■ **ACTION ITEM**: In the records below, find the line with "Where can you find the hind" and the line with "Where can you find the man's face". Print both exactly, along with every line between them, and no other line.

DATA SECTION START

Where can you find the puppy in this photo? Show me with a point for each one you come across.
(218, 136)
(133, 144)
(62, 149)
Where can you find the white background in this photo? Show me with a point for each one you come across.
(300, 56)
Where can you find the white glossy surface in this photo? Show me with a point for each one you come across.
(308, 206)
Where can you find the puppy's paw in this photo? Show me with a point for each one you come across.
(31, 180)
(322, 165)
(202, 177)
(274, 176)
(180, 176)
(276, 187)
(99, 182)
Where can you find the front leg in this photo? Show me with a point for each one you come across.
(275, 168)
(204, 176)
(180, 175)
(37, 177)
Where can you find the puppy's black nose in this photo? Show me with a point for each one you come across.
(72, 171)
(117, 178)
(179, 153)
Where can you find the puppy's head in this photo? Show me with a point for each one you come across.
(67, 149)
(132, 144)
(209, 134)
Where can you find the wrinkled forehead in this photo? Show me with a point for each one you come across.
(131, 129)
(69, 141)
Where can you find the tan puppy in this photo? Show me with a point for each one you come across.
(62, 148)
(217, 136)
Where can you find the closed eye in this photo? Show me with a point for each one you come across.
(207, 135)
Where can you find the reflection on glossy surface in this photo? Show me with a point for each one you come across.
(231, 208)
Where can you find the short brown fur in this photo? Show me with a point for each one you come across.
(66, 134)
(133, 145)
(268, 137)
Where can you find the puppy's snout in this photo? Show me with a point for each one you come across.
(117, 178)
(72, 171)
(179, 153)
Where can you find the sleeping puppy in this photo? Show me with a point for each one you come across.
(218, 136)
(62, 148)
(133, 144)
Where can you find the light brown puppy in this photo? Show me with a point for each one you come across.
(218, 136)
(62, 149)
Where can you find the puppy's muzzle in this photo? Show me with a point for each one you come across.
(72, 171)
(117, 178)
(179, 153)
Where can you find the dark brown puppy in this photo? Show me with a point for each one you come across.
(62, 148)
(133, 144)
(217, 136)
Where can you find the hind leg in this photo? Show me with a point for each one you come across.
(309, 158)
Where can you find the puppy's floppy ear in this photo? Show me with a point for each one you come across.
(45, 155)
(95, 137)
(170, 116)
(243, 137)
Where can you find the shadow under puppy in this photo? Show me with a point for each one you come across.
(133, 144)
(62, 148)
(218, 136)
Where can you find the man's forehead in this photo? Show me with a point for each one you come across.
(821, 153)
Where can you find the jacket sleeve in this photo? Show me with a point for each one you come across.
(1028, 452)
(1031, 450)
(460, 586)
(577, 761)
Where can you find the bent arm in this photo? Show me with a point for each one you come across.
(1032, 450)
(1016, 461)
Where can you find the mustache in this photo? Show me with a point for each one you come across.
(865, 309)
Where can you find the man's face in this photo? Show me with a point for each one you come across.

DATA SECTION END
DATA SECTION START

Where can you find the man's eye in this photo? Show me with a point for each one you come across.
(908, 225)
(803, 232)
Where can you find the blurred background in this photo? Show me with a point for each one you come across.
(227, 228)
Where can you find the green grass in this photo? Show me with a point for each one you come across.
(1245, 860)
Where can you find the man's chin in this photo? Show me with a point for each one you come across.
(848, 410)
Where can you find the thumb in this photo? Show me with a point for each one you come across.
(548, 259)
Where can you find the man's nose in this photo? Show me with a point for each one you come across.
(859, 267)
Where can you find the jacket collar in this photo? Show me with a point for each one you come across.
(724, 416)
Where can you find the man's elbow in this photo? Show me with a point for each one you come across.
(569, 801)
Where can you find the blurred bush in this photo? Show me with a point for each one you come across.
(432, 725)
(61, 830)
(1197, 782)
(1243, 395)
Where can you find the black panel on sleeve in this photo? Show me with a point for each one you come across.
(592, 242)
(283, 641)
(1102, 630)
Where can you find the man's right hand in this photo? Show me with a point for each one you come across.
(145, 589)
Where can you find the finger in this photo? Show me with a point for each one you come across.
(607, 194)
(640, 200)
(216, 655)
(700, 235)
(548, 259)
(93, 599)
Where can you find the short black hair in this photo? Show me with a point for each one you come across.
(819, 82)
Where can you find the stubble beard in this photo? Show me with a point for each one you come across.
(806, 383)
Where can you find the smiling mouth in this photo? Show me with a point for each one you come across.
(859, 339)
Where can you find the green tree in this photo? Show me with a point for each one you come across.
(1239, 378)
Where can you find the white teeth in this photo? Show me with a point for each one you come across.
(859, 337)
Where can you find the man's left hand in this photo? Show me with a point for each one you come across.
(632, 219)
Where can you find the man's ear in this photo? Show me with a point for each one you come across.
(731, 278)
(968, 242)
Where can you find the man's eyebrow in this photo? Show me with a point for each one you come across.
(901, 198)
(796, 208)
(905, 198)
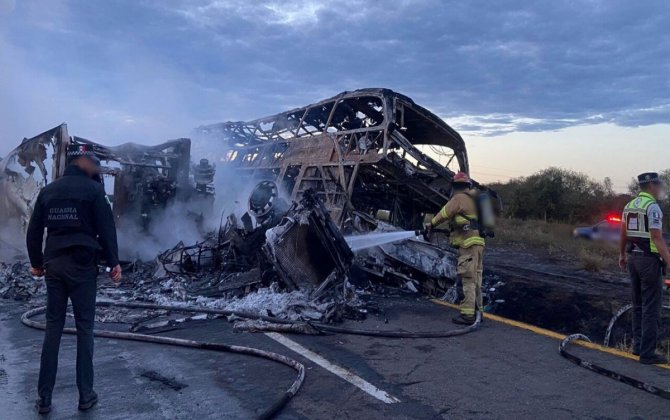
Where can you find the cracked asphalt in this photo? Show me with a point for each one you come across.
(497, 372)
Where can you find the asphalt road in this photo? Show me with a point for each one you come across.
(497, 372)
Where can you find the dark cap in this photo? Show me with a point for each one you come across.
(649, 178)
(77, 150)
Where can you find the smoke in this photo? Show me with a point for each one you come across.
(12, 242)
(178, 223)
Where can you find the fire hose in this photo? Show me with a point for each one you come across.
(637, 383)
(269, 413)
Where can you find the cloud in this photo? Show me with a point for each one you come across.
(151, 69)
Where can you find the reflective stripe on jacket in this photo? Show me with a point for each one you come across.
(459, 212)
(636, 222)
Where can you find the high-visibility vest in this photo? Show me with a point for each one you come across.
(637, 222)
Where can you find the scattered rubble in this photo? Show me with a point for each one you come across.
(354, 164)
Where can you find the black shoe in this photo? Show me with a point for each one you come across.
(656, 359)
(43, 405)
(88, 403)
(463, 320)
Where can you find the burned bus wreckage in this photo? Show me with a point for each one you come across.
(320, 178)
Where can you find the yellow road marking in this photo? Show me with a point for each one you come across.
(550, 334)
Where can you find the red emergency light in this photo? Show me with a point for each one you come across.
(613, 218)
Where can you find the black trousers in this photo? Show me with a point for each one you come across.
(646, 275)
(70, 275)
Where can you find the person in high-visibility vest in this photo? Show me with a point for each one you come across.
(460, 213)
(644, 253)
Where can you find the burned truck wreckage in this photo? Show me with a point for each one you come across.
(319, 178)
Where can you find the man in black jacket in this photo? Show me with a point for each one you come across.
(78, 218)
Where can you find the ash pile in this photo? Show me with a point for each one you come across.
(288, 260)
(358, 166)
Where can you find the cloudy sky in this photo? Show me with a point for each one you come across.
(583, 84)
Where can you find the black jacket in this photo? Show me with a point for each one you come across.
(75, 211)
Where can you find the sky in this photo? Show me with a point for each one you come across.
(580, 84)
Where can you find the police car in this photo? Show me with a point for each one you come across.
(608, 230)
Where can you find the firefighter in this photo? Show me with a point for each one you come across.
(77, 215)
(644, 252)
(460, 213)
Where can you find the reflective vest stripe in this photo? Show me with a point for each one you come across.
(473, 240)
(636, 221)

DATA SECTION END

■ **SOLUTION TO THE PROBLEM**:
Where can you find the hind leg in this photo? Show me with a point for each one you come across.
(309, 158)
Where can you find the puppy's floppy ear in this photo? Show me with a point for each one you come across.
(45, 155)
(95, 137)
(170, 116)
(243, 137)
Where can you find the shadow under puppy in this photo? Show me with a point for each one you come across.
(133, 144)
(62, 148)
(218, 136)
Where can you find the man's forehead in this photo? Show me with a point for each one you come across.
(821, 153)
Where can you find the jacket sleeve in this photo? Show me with a point for each one you come across.
(1028, 452)
(1031, 450)
(460, 586)
(577, 761)
Where can you find the bent arm in this photo? Show me with a point for each one you come across.
(1032, 450)
(1016, 461)
Where can you find the mustache in this photo? Show me with a point for each one you come across.
(865, 309)
Where can you find the man's face in this photo? Show me with a point for each one you come across.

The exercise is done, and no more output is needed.